▶ **Stated goal 1**
Rewrite the Note 8 text starting with "Hiding under the" and going on through "and non-system apps.", swapping "CISOs" for "security officers".

▶ **Text extract**
▼

Photo: Dan Patterson

The 12MP rear cameras feature Optical Image Stabilization on both the wide-angle and telephoto lenses, and the numerous capture modes are sure to fill the device's 64 GB of internal storage quickly. Fortunately, Samsung has made significant improvements to its microSD storage devices. The company's EVO Plus reads and writes at nearly 100 MB/s, making it nearly impossible to differentiate between data stored internally and data stored on the SD card.

SEE: Lunch and learn: BYOD rules and responsibilities (Tech Pro Research)

Hiding under the glossy display is the Note 8's best and most understated feature: Knox 2.9. For CISOs and cybersecurity professionals, Knox—Samsung's defense-grade hardware and software module that protects critical local data like encryption keys—is an essential feature. The new framework provides deep packet monitoring and real-time permission tracking to users and IT managers, including the IP address and DNS of accessed sites, bytes transferred, and the name and hash of app processes generating traffic. Knox 2.9 also adds memory layout isolation and randomization, which partitions RAM usage between system and non-system apps.

▲

▶ **Stated goal 2**
Identify each line of the records containing the word "pine", and copy those lines.

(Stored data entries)

▼

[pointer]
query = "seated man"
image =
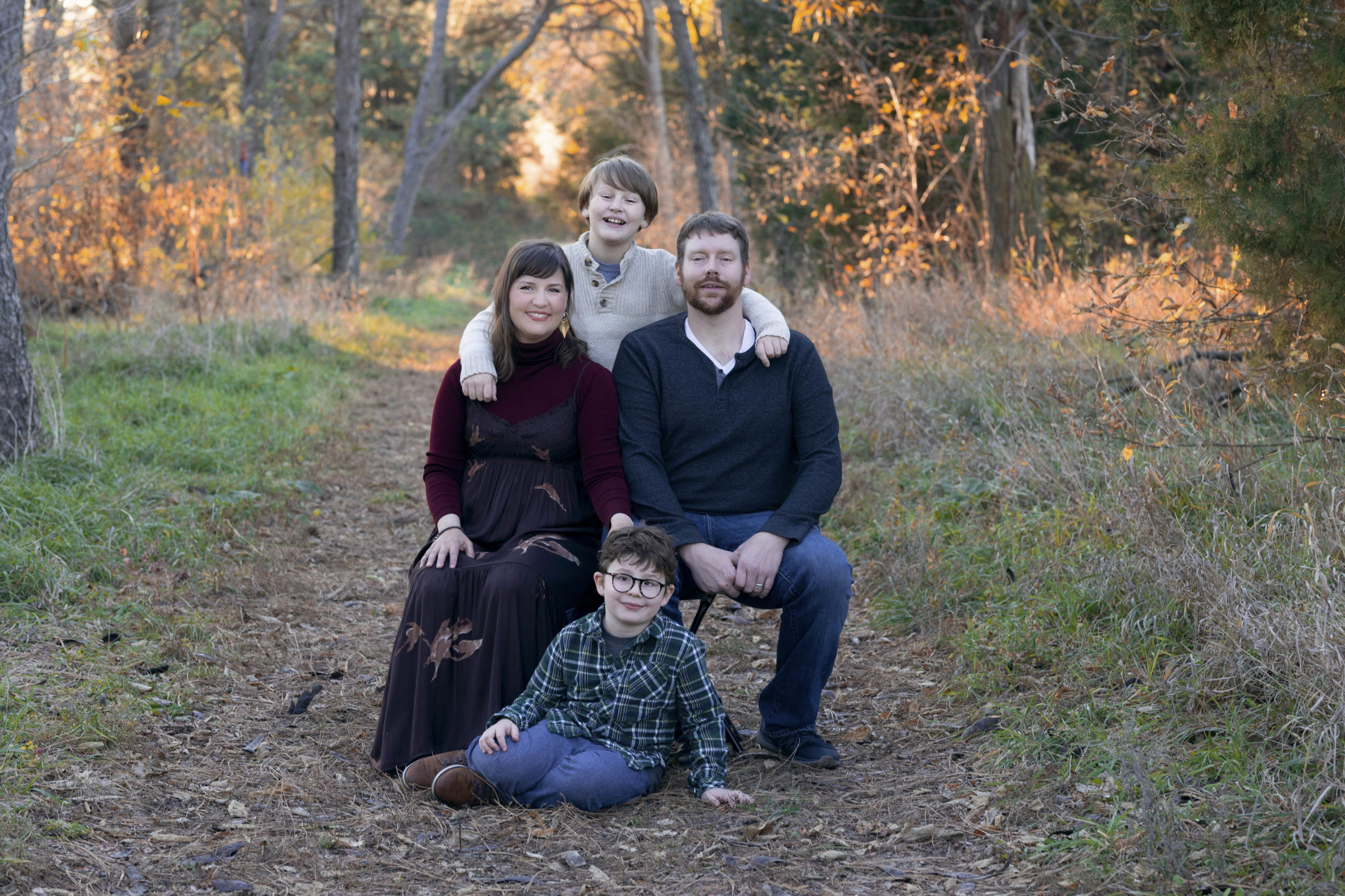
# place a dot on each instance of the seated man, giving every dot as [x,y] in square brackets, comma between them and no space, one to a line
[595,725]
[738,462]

▲
▼

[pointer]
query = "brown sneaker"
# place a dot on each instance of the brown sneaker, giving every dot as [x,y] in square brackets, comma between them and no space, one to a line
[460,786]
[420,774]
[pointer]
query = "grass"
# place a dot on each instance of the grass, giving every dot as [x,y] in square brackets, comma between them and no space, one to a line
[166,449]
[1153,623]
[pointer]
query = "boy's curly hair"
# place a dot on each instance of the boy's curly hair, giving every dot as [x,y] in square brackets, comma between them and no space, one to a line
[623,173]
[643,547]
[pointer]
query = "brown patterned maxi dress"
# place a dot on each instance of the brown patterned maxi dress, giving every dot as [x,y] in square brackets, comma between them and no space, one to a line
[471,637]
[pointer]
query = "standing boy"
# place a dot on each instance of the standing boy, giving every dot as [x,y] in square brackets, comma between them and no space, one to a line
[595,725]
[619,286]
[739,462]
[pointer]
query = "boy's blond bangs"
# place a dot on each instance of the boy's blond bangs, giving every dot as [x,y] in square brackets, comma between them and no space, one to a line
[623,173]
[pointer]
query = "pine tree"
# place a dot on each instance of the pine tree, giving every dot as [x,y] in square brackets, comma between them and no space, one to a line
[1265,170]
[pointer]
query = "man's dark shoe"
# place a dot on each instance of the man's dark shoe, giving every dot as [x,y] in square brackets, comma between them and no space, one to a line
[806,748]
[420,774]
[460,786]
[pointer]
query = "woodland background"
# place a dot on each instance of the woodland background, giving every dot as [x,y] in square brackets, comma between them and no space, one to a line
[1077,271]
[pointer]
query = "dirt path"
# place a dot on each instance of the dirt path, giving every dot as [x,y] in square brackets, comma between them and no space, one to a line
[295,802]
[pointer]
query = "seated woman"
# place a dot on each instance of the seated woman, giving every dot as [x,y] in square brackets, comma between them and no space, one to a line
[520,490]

▲

▶ **Response 1**
Hiding under the glossy display is the Note 8's best and most understated feature: Knox 2.9. For security officers and cybersecurity professionals, Knox—Samsung's defense-grade hardware and software module that protects critical local data like encryption keys—is an essential feature. The new framework provides deep packet monitoring and real-time permission tracking to users and IT managers, including the IP address and DNS of accessed sites, bytes transferred, and the name and hash of app processes generating traffic. Knox 2.9 also adds memory layout isolation and randomization, which partitions RAM usage between system and non-system apps.

▶ **Response 2**
query = "pine tree"
# place a dot on each instance of the pine tree, giving every dot as [x,y] in square brackets, comma between them and no space, one to a line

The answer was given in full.